● Consigne 1:
Selon l'extrait sur Lalo Molfino, en quelle année a paru le roman Le Parfum, s'il vous plaît ?
● Consigne 2:
Poursuivez l'extrait sur Lalo Molfino à partir de sa dernière phrase.

● Extrait du document:

_ _ _

Dès lors, Toňo va tenter de rassembler le plus grand nombre possible de témoignages sur Lalo Molfino. Il a le projet d’écrire un livre dans lequel, tout en retraçant la biographie de l’éphémère guitariste, il exposera son propre savoir musicologique sur la musique criolla, la passion de sa vie.Toňo se rend en car dans la ville natale de Molfino, une petite bourgade péruvienne perdue au fin fond du territoire. Toňo y rencontre de rares témoins de la vie de Molfina, dont l’un lui raconte sa naissance cauchemardesque dans la décharge pestilentielle d’un bidonville. « Vous voulez dire que la mère l’a abandonné là, au milieu des ordures ? Pour être mangé par les rats ? », s’exclame Toňo, lorsqu’il apprend cela. Cette naissance, dans des conditions aussi épouvantables, me fait penser à celle d’un autre personnage de roman, le « nez » Jean-Baptiste Grenouille, l’anti-héros génial du célèbre roman Le Parfum de Patrick Süskind, paru en 1986. Le sieur Grenouille était venu au monde dans « l’endroit le plus puant de tout le royaume », écrit Süskind.Sa mère se débarrasse de Grenouille, qu’elle croit mort, en le dissimulant sous des détritus, mais un passant entend pleurer le nouveau-né et le sauve. La mère, condamnée pour infanticide (tous ses enfants ont disparu ainsi), sera décapitée. Ainsi naquit Grenouille, être d’exception — et ainsi naquit d’une manière presque identique Lalo Molfino, comme si la naissance des génies devait toujours excéder la norme.

_ _ _

● Entrées fournies:

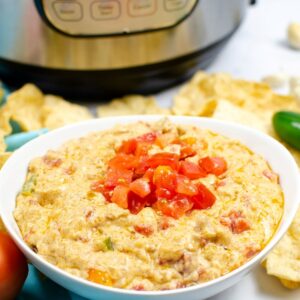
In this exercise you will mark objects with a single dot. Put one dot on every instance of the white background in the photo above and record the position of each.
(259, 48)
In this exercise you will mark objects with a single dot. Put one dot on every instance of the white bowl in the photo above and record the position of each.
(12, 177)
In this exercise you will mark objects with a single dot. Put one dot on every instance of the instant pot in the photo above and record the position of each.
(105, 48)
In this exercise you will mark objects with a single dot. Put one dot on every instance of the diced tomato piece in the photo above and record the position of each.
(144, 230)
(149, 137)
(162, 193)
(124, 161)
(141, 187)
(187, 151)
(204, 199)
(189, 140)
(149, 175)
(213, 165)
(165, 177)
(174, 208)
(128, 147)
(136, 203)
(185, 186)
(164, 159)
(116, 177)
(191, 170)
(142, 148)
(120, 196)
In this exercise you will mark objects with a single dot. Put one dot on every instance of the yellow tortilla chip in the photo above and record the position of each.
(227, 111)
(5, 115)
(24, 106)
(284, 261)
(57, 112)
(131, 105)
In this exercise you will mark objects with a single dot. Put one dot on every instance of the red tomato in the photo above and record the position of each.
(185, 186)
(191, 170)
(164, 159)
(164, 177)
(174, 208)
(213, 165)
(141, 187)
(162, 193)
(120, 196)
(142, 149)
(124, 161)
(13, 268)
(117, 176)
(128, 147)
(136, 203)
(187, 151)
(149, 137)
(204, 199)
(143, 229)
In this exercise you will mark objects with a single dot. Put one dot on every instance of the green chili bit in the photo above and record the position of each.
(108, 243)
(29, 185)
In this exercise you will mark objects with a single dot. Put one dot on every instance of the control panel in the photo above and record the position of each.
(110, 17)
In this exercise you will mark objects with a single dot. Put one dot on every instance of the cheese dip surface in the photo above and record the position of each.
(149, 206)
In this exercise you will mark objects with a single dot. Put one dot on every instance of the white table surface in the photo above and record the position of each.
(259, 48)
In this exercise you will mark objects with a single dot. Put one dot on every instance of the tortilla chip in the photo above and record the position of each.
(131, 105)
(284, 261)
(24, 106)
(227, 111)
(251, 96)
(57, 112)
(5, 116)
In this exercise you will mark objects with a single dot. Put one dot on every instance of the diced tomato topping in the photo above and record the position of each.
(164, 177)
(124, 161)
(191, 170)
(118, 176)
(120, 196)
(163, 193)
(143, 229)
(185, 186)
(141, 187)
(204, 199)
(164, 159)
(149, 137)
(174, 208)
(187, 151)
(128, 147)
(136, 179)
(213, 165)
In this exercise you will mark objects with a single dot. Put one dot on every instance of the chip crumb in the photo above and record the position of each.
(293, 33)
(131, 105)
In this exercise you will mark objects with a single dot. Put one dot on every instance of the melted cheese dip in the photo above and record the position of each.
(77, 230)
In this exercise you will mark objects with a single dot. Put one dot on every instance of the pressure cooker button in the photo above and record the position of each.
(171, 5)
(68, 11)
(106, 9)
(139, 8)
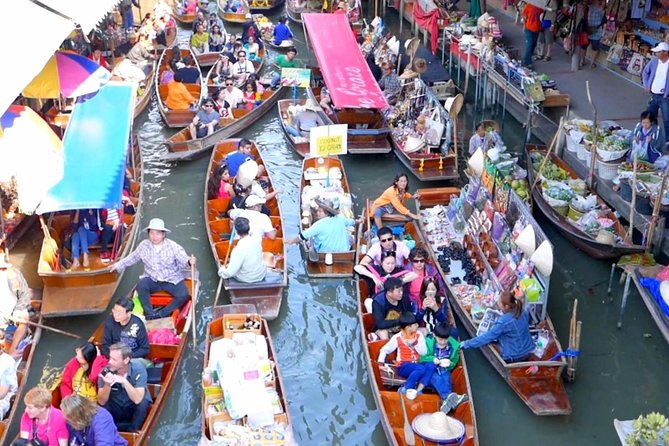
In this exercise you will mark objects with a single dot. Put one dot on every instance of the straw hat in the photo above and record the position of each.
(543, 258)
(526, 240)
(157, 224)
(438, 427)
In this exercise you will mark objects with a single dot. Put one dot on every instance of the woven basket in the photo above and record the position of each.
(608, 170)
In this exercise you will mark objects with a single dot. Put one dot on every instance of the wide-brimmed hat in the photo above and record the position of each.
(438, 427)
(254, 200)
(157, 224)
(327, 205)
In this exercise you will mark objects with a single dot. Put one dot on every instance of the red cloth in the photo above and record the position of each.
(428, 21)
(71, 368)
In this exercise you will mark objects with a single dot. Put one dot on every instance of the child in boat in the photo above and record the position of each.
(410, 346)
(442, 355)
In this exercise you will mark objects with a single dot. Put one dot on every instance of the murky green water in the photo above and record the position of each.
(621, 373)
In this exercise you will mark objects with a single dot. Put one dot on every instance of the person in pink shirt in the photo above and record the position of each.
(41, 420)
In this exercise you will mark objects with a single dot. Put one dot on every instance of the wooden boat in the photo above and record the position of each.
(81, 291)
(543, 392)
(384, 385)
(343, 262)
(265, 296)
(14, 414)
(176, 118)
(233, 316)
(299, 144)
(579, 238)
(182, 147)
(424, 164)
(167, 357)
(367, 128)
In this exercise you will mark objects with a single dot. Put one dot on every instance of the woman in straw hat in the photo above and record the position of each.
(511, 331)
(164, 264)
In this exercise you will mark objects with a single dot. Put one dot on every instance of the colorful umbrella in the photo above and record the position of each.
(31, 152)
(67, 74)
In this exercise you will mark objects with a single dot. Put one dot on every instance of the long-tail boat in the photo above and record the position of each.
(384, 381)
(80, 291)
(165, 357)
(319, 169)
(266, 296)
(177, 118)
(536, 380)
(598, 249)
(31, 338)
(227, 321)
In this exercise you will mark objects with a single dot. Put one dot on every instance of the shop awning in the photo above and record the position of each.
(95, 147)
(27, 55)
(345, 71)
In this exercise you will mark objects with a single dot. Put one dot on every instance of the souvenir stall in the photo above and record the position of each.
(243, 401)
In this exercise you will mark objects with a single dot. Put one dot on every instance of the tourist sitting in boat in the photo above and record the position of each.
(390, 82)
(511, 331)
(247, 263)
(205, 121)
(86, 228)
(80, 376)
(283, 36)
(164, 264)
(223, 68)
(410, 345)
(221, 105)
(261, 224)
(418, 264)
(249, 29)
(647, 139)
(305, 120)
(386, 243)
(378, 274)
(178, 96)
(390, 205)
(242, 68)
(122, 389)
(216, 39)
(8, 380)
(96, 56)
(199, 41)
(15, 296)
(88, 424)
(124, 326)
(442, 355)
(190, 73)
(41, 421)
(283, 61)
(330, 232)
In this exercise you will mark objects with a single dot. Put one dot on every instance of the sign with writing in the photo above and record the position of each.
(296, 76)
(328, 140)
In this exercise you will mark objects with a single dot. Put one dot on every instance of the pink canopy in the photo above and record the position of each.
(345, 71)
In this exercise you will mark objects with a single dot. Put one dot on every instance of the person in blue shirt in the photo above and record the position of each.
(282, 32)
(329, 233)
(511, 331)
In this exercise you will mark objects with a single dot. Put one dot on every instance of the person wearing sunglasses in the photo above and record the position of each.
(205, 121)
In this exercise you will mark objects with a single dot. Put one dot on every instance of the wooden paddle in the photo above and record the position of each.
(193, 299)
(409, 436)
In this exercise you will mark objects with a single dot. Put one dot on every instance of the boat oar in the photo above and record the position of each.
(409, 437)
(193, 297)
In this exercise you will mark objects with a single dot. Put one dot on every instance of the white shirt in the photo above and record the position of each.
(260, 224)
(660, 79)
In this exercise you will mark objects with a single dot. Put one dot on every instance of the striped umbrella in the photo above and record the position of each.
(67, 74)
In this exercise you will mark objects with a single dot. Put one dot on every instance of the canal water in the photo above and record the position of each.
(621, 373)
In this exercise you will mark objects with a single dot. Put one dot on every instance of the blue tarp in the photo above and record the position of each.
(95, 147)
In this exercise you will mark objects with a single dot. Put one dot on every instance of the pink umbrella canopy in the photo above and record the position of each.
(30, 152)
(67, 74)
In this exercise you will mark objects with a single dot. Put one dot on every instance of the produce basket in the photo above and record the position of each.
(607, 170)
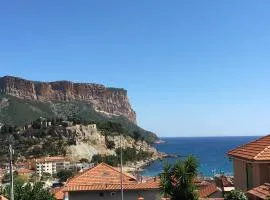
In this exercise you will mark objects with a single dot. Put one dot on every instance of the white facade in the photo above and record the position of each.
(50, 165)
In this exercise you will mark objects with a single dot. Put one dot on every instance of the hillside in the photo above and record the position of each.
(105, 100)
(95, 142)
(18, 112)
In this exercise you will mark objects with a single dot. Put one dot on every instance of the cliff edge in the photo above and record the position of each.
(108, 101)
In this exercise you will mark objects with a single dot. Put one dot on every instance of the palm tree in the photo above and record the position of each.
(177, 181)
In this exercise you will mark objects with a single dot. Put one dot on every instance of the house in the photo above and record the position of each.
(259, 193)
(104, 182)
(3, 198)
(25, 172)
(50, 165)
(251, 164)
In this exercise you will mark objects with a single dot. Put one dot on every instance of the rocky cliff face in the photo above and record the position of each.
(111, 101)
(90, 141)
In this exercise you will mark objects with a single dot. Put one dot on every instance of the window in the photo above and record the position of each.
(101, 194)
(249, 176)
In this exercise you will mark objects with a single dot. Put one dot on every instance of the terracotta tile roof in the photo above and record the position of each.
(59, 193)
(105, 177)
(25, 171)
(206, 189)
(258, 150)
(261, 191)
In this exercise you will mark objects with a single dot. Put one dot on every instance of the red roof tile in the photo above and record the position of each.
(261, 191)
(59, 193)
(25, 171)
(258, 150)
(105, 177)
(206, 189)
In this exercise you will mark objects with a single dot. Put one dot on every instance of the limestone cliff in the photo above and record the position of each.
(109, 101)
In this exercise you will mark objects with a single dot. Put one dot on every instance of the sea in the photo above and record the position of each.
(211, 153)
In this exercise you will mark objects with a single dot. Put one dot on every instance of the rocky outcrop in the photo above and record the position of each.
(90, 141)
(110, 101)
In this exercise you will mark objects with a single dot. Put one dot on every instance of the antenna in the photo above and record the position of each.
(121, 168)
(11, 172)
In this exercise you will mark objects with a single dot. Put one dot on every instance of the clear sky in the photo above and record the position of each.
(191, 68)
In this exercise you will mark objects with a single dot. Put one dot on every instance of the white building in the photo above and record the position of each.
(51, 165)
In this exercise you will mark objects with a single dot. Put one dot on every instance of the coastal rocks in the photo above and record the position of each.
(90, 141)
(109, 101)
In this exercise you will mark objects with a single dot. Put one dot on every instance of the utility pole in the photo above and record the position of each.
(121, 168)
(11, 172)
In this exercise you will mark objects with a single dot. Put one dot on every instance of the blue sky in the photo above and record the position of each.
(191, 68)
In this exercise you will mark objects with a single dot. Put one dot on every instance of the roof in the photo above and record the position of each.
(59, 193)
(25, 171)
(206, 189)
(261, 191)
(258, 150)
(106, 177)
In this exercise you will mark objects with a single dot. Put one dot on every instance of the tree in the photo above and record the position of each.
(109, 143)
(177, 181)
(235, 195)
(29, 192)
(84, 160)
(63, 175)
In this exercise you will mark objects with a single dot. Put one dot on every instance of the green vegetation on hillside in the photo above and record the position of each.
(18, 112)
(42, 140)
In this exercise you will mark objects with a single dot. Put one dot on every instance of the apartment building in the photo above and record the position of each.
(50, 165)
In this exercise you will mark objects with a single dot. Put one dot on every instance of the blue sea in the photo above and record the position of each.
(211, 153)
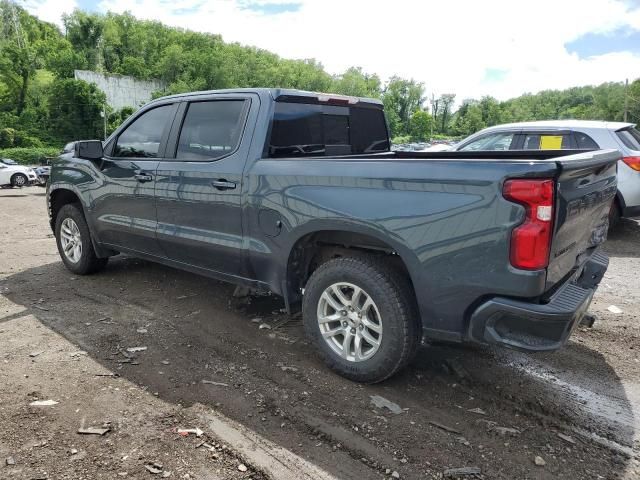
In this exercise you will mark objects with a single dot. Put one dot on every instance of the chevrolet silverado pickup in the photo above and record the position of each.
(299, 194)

_ _ _

● Bonne réponse 1:
En 1986.

● Bonne réponse 2:
L’identité péruvienne

Toňo Azpilcueta écrira donc un livre sur Lalo Molfino, ou plus précisément à partir de lui. En effet, il voudrait en profiter pour faire aussi un portrait global du Pérou, traquer son identité perdue. Son livre-manifeste devra répondre aux questions que l’homme péruvien se pose en tant que « métis ». Chez un littéraire comme Vargas Llosa, cela passe beaucoup par le vocabulaire, de manière très légitime. Ainsi, pour caractériser le chant profond de Lalo Molfino, Vargas Llosa décortique savamment un mot typique du Pérou, « huachaferίa » qui, à la base, signifie « comportement de mauvais goût ». Mais Vargas Llosa tente une explication plus poussée. Pour lui, huachaferίa, c’est surtout « une autre façon de comprendre le monde, quelque chose de plus naïf et de plus tendre, de moins recherché mais de plus intuitif et caractéristique de chaque classe sociale ». En somme, cette attitude typique pourrait ressembler à une sorte de sprezzatura des antipodes.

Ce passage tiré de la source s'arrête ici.